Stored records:
##############################

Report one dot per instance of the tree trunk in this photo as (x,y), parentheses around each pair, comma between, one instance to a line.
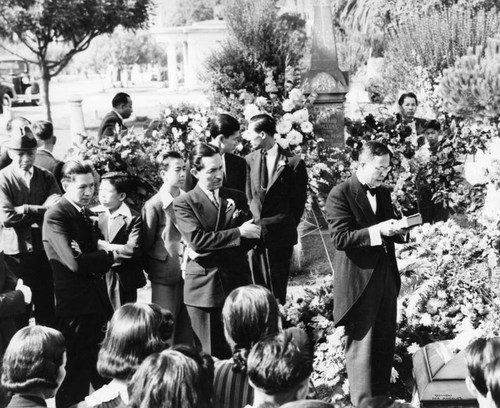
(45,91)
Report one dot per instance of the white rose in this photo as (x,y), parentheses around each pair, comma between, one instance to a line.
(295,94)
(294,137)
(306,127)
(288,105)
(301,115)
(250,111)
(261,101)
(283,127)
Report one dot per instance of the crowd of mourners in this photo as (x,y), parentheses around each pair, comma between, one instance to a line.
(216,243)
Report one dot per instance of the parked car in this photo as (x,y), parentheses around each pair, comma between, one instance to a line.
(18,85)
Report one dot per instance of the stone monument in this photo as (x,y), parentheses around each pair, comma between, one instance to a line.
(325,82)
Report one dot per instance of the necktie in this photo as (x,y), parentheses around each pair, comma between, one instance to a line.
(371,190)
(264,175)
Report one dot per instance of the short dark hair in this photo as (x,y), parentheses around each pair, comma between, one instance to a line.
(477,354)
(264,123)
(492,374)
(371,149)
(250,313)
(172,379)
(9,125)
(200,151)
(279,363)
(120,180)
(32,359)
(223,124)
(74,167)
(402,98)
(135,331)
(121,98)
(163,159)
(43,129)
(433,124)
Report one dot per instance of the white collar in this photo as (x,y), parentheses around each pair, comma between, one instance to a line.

##############################

* YOUR ASSIGNMENT *
Begin with the line that contains "Report one dot per instance of the necktie" and set down each line exactly until the records above end, including the final line.

* RESULT FOR THIS TASK *
Report one dot per instance of the necktie in this photo as (x,y), parentheses around each pair, comma between, one instance to a line.
(371,190)
(264,175)
Report one dot per instance of the short dark hair in this photo as (x,y), parentheses around each pair, comma between, one instance to a line.
(477,354)
(264,123)
(492,374)
(371,149)
(250,313)
(172,379)
(9,125)
(200,151)
(279,363)
(120,180)
(32,359)
(223,124)
(74,167)
(402,98)
(135,331)
(121,98)
(163,159)
(43,129)
(433,124)
Report one dot per instance of the white collar in this photo as (x,y), parentheses around each pair, comma between, one instance to a line.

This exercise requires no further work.